Given problem: Please print every one of the items below verbatim, keeping each line unchanged.

Pointing entries for labeled objects:

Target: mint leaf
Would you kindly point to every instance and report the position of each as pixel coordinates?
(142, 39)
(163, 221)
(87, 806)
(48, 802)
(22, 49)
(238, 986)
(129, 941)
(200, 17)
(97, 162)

Response below:
Target: mint leaf
Would you kindly point to every instance and report the position of each as pixel coordinates?
(142, 39)
(163, 221)
(87, 806)
(48, 802)
(22, 49)
(238, 986)
(129, 941)
(200, 17)
(97, 162)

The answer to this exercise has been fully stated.